(EXERCISE DETAILS)
Repeat the line that contains "Provide the mask of every instance of the tree" exactly, along with each following line up to and including the last line of the entries.

(DATA TO PROCESS)
-- Opening Marker --
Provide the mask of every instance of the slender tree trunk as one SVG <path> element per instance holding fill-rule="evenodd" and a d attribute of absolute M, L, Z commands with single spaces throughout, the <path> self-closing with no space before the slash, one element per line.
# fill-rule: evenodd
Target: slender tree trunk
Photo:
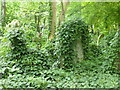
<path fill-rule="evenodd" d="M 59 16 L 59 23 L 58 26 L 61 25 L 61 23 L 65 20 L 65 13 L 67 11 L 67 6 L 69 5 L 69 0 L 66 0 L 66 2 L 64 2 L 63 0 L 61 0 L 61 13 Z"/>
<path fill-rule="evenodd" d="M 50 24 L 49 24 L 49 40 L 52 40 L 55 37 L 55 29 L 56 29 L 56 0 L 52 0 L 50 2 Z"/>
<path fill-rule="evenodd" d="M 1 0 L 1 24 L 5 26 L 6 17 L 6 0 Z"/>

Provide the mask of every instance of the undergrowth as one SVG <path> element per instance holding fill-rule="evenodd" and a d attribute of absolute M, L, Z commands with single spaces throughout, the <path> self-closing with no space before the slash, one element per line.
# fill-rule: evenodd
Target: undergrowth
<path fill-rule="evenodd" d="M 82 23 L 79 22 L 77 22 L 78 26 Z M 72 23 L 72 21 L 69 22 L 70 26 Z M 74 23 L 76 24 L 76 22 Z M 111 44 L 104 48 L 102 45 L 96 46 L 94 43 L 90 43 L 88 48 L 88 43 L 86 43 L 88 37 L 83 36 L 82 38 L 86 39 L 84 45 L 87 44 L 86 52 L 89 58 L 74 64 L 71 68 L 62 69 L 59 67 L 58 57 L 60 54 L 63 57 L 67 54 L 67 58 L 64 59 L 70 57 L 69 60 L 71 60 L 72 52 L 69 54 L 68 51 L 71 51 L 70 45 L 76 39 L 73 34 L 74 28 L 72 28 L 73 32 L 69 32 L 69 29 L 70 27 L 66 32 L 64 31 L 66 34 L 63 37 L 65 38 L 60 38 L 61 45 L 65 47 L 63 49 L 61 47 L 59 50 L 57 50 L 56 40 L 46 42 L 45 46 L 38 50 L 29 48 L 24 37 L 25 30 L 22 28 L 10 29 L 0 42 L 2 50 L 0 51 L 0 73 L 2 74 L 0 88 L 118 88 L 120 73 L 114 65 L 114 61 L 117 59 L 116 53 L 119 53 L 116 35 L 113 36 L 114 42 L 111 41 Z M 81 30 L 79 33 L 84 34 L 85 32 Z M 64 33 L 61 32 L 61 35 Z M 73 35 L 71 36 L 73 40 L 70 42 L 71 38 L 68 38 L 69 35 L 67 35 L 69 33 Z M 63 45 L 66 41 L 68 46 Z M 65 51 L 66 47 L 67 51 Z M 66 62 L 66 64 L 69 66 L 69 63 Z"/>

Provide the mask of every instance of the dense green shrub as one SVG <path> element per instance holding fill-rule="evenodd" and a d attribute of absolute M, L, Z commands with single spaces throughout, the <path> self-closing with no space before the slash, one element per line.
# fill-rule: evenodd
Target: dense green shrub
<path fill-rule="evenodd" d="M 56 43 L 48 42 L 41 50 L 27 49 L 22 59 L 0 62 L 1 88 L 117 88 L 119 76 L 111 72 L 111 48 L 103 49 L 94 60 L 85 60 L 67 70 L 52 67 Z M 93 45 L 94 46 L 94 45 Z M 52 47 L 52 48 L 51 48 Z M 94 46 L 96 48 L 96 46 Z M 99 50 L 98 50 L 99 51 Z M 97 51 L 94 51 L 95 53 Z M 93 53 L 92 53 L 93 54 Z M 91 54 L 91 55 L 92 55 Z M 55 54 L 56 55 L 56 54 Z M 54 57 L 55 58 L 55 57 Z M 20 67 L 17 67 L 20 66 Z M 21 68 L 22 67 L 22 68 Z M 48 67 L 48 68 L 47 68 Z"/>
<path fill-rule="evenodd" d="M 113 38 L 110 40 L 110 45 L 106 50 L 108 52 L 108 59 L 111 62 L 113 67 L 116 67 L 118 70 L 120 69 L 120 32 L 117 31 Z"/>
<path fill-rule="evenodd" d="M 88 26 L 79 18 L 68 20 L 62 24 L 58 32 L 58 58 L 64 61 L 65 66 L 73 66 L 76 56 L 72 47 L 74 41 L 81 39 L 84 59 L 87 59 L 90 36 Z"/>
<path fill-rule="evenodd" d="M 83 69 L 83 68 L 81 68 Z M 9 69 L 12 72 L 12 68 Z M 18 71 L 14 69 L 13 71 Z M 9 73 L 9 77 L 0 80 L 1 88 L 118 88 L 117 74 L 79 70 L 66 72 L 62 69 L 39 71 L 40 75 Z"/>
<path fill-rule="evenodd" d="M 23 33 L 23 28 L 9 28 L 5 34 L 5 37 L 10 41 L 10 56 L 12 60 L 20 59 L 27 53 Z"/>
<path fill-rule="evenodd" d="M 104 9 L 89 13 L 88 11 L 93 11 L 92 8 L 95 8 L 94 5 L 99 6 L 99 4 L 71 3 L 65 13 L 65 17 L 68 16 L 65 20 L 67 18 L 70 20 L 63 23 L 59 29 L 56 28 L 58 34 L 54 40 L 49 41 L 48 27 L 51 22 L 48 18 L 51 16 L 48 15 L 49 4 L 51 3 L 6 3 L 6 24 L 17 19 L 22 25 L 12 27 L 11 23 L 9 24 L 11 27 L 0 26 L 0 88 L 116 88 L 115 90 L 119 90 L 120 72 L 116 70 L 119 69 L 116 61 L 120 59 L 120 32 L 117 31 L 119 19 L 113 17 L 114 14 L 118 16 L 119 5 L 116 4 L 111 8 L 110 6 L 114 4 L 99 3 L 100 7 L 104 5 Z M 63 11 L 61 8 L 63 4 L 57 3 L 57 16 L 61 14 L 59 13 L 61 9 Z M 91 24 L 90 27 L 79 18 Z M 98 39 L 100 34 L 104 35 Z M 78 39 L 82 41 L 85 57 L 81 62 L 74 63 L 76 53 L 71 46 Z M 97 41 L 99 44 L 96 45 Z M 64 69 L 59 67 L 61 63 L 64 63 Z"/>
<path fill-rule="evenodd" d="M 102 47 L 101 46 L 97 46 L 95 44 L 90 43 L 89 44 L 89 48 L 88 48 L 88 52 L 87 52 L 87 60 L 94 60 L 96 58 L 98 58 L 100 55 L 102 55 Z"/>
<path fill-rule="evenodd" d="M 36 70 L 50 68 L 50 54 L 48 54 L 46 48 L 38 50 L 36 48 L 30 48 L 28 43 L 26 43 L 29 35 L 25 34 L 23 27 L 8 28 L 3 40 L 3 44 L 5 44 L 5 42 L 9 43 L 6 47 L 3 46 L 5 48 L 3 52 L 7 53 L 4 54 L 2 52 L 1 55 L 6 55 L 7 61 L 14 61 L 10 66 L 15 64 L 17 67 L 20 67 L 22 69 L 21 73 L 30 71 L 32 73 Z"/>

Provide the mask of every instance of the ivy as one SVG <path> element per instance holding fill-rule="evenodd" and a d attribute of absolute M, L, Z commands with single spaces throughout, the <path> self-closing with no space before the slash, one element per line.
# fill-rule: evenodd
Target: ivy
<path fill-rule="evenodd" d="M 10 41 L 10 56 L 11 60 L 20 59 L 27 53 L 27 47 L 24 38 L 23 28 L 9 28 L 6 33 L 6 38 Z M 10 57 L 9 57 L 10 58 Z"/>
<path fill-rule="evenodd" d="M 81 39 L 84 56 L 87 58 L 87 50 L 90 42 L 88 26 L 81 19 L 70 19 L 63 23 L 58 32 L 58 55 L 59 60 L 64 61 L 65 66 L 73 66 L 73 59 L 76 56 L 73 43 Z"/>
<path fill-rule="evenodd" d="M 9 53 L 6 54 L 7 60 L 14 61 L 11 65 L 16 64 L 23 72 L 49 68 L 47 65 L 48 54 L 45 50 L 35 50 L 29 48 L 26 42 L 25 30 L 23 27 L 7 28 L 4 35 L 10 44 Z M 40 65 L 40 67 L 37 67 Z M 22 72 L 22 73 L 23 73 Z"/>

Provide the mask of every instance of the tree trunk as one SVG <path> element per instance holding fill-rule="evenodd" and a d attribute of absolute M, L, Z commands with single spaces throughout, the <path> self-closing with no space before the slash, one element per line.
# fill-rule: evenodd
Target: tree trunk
-- Closing Marker --
(RESPONSE TO THIS EXERCISE)
Provide the mask of every instance of the tree trunk as one SVG <path> element per instance holding fill-rule="evenodd" and a d attribute of absolute M, L, Z commands with single spaces throughout, the <path> self-closing with no space before the slash, one element per line.
# fill-rule: evenodd
Target: tree trunk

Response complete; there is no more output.